→ EXERCISE 1
Can you give every line of the records below as a Markdown table with the columns Row and Line, leaving out blank lines?

→ TEXT SEGMENT
* start *
I'd say its fifty fifty, either they were knocked out by air, or they were taken out by Allied infantry. Those two scenario's were the most often appearing in the Normandy region.


----------



## DerAdlerIstGelandet (Dec 18, 2005)

Im for Allied Infantry.


----------



## plan_D (Dec 18, 2005)

I'm going to be boring and show this!


----------



## DerAdlerIstGelandet (Dec 18, 2005)

Not boring, good pics.


----------



## Gnomey (Dec 18, 2005)

DerAdlerIstGelandet said:


> Not boring, good pics.


Yep, good pics pD.


----------



## CharlesBronson (Jan 16, 2006)

Weirdy looking Pz IV.

http://tecnicamilitar.forum.ijijiji.com/tema-126-tecnicamilitar.html


----------



## HealzDevo (Feb 28, 2007)

Interesting picture of German Tanks in transport. Thank-you.


----------



## CharlesBronson (Mar 6, 2007)

2 Sd.Kfz 9 Famo towing disabled Tiger 1 of the S.Pz.Abt 503..


----------



## HealzDevo (Mar 10, 2007)

Good recovery photo that one. Didn't think a 2 Sd.Kfz 9 Famo would be able to tow a tiger along, although it looks like there is two famos towing the tiger. It is hard to tell whether the front halftrack is linked to the famo from the photo...


----------



## Soren (Mar 11, 2007)

Two could easily pull it, however it would atleast take four if the Tiger got bugged down.


----------



## Soren (Mar 11, 2007)

A pzkpfw. IV Ausf.G with wide winter tracks on the eastern front:


----------



## lesofprimus (Mar 11, 2007)

Nice pic....


----------



## CharlesBronson (Mar 11, 2007)

> It is hard to tell whether the front halftrack is linked to the famo from the photo...




It does is no way that a single Famo couls pull a Tiger.



> Two could easily pull it, however it would atleast take four if the Tiger got bugged down.




Right and sometimes they cannot that s why the bergepanther was developed.


----------



## Jackson (Mar 11, 2007)

Tiger Links

Tiger I Information Center - Links

Tiger Tank Battalions during WWII - Page 1

LemaireSoft's Encyclopedia of the Tanks of World War II: German tanks

German King Tiger tank - development history and photos


----------



## HealzDevo (Mar 11, 2007)

Interesting photo. Would that Pzkpfw. IV Ausf G have been prone to losing its tracks on any obstacles? It looks like an obstacle could hook in between the track and the driving wheels easily.


----------



## Jackson (Mar 11, 2007)

This is a link to Christian Ankerstjerne pages

If memory serves, he is trying to document EVERY Tiger ever produced..
* end *
→ MATERIAL SUPPLIED
* start *
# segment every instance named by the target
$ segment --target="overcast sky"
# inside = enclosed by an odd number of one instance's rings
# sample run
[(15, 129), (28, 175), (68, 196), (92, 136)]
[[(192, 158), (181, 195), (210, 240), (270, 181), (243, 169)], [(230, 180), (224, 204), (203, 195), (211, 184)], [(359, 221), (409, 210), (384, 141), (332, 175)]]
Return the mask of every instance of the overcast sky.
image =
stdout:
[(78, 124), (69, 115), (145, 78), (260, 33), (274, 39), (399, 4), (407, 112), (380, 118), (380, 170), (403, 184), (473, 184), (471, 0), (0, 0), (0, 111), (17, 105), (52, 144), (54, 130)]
* end *
→ EXERCISE 2
Can you carry the forum thread about German tanks onward from its last post?

→ REPLY 1
| Row | Line |
|---|---|
| 1 | # segment every instance named by the target |
| 2 | $ segment --target="overcast sky" |
| 3 | # inside = enclosed by an odd number of one instance's rings |
| 4 | # sample run |
| 5 | [(15, 129), (28, 175), (68, 196), (92, 136)] |
| 6 | [[(192, 158), (181, 195), (210, 240), (270, 181), (243, 169)], [(230, 180), (224, 204), (203, 195), (211, 184)], [(359, 221), (409, 210), (384, 141), (332, 175)]] |
| 7 | Return the mask of every instance of the overcast sky. |
| 8 | image = |
| 9 | stdout: |
| 10 | [(78, 124), (69, 115), (145, 78), (260, 33), (274, 39), (399, 4), (407, 112), (380, 118), (380, 170), (403, 184), (473, 184), (471, 0), (0, 0), (0, 111), (17, 105), (52, 144), (54, 130)] |

→ REPLY 2
Germany's World War II vehicles

To my knowledge their is no German AFV that he is not familiar with..

He is more than willing to discuss German Tanks -ad infinitum

Concept of Panzerworld
My purpose of Panzerworld is to provide accurate and detailed information about the German Panzertruppe of World War II. There are many websites which gives the same basic technical details, with little or no additional information. Likewise, most websites, using books which have been outdated for decades, have so many errors, that using them for any kind of reference would be rediculous. This gives the Internet a bad name, which is unfortunate, as it is a great way to share information.


----------



## HealzDevo (Mar 11, 2007)

Looks good, will check that out later that site. Has some good photos from what I have seen.


----------



## Jackson (Mar 11, 2007)

This is one of a couple Forum threads about Falaise..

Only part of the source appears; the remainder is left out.